YOUR ASSIGNMENT: Every line between the one containing "Drop a marker on the tree bark, one" and the last line of the data, both included, is to be set down exactly, and pictures are to be omitted.

Point localization data:
⁂
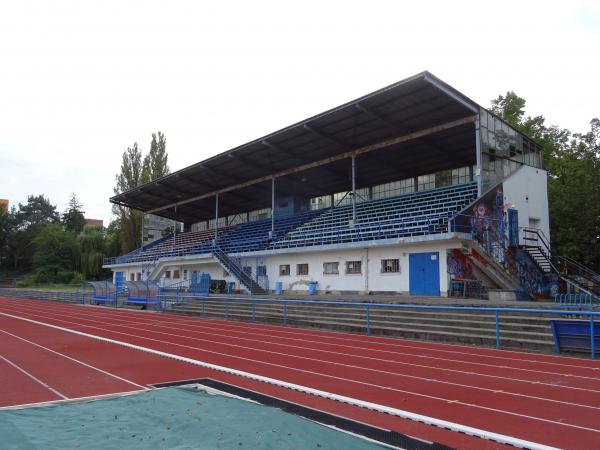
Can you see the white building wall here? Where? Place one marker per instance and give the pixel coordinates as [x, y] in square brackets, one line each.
[527, 191]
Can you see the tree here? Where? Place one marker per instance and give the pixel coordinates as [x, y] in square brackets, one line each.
[156, 161]
[55, 254]
[573, 164]
[130, 177]
[135, 171]
[28, 221]
[73, 219]
[91, 251]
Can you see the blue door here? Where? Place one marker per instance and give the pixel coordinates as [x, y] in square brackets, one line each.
[424, 273]
[119, 279]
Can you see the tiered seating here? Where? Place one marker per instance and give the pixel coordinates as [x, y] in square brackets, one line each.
[182, 244]
[254, 236]
[413, 214]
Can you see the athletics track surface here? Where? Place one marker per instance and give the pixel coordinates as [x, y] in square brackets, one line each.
[544, 399]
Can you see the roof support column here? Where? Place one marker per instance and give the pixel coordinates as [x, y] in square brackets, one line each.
[216, 216]
[478, 172]
[353, 189]
[272, 207]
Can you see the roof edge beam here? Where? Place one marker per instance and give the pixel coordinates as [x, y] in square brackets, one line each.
[451, 94]
[359, 151]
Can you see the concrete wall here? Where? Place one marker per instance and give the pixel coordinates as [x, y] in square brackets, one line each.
[371, 279]
[527, 190]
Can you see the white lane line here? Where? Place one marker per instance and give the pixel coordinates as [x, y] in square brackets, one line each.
[75, 360]
[37, 380]
[320, 374]
[71, 400]
[377, 341]
[95, 317]
[335, 363]
[488, 435]
[220, 332]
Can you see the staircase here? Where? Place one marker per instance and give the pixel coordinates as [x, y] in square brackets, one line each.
[236, 270]
[573, 273]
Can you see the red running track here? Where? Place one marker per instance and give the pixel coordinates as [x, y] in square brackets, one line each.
[541, 398]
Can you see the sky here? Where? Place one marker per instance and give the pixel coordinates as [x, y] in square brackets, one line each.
[80, 81]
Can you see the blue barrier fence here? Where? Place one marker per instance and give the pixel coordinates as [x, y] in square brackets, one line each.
[368, 307]
[166, 301]
[580, 300]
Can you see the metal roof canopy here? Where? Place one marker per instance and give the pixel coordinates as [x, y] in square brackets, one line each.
[416, 126]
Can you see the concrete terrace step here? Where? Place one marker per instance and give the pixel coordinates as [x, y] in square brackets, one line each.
[513, 335]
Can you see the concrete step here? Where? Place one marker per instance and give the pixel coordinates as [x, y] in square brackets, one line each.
[518, 335]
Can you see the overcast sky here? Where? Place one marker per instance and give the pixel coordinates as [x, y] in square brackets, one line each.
[80, 81]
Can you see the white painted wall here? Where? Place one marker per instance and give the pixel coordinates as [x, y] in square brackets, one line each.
[527, 190]
[371, 278]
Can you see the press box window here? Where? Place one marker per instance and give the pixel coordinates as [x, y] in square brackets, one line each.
[301, 269]
[390, 266]
[353, 267]
[331, 268]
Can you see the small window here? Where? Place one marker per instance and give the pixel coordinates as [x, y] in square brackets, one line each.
[301, 269]
[353, 267]
[390, 266]
[331, 268]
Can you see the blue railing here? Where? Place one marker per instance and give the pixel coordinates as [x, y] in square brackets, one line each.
[227, 301]
[580, 300]
[165, 301]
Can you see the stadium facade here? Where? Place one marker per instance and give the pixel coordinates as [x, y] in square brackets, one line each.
[413, 189]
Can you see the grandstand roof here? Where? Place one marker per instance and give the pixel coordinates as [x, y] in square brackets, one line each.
[416, 126]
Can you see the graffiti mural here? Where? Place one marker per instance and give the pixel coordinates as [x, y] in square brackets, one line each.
[532, 279]
[459, 266]
[486, 222]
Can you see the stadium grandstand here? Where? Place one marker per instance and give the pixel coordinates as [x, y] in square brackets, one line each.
[412, 189]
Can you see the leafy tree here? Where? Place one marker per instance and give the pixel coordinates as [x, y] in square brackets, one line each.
[573, 164]
[156, 161]
[130, 177]
[5, 231]
[55, 254]
[91, 251]
[73, 218]
[28, 221]
[136, 171]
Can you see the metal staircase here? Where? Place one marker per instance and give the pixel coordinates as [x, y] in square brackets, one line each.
[573, 273]
[233, 267]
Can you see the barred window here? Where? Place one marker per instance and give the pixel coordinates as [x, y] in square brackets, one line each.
[301, 269]
[353, 267]
[331, 268]
[390, 266]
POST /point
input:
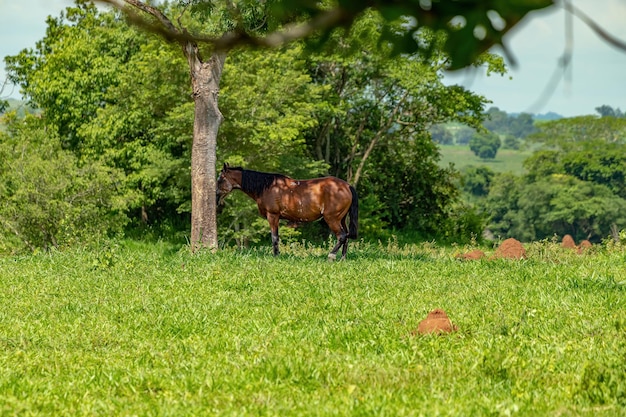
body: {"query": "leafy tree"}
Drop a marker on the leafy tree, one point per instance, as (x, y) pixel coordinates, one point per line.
(485, 145)
(564, 205)
(511, 142)
(441, 135)
(470, 28)
(575, 183)
(375, 131)
(464, 134)
(276, 23)
(47, 198)
(569, 133)
(84, 76)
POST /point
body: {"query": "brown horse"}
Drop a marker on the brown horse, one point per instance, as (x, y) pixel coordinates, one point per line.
(280, 197)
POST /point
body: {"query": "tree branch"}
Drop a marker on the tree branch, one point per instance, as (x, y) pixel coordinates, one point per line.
(325, 20)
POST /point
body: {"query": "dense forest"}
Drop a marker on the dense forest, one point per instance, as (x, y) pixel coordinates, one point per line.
(106, 149)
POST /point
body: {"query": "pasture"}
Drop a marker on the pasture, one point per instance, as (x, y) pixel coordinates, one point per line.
(150, 330)
(506, 160)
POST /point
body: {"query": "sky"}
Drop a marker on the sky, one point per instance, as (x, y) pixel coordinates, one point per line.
(594, 78)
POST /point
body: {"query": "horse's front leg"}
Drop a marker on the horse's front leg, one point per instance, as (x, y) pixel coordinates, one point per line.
(273, 220)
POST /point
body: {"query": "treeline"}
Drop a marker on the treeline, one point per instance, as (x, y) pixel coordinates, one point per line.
(574, 183)
(109, 151)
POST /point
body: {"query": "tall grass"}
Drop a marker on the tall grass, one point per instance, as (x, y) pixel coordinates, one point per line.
(150, 330)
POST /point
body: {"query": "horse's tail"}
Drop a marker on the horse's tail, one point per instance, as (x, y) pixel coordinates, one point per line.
(354, 214)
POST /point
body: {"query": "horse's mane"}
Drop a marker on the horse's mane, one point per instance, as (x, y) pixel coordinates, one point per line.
(255, 182)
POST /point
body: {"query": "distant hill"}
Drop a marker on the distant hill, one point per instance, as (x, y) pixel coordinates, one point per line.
(547, 116)
(544, 116)
(20, 106)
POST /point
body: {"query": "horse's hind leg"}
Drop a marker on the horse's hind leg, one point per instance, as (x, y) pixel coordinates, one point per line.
(342, 240)
(273, 221)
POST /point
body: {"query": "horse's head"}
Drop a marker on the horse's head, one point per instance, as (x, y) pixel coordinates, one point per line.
(229, 179)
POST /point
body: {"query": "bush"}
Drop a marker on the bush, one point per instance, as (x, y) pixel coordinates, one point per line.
(47, 199)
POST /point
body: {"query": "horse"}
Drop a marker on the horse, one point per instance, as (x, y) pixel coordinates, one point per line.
(299, 201)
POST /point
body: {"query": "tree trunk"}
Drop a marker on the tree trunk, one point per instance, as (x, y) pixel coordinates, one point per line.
(205, 80)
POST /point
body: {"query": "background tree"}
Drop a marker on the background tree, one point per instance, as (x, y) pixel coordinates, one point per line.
(574, 184)
(283, 22)
(47, 198)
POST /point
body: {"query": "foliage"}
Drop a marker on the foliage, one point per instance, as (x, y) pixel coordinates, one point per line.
(470, 28)
(117, 98)
(566, 133)
(47, 198)
(153, 330)
(92, 78)
(485, 145)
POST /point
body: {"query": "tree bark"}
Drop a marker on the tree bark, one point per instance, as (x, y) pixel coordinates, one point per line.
(205, 80)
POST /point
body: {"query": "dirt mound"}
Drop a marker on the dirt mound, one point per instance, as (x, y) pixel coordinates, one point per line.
(568, 242)
(474, 255)
(584, 246)
(436, 322)
(510, 249)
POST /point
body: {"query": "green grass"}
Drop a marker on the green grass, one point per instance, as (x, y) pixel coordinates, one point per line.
(507, 160)
(150, 330)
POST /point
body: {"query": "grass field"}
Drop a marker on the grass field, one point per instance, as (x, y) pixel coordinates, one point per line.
(150, 330)
(507, 160)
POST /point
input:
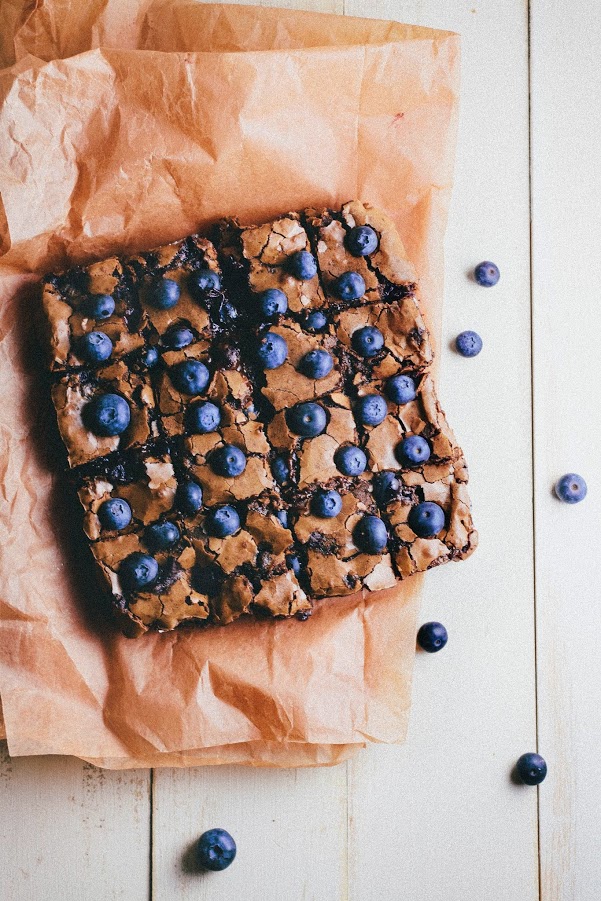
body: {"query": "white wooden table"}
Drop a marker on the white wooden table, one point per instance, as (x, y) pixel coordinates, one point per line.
(438, 818)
⁂
WRITTEN RESPONSE:
Drop a marker on the tree bark, one point per instance, as (x, y) pixel coordinates, one point per line.
(205, 80)
POST /point
body: {"query": "dirt mound"}
Drop a marker on the dirt mound, one point per instance, as (x, y) pixel coordinates, one point per line.
(568, 242)
(474, 255)
(584, 246)
(436, 322)
(510, 249)
POST /point
body: {"query": "green grass"}
Drop a marker on the green grass, one point per instance, as (x, y) pixel coordinates, one point per line.
(507, 160)
(150, 330)
POST /point
body: {"query": "grass field"}
Drop a marker on the grass field, one point per instance, as (x, y) pixel coordinates, one point per line.
(150, 330)
(507, 160)
POST /point
input:
body: {"query": "white wooden table"}
Drop a marker on the white wooden table, one point per instance, as (x, y) pixel coordinates, one point per line.
(438, 818)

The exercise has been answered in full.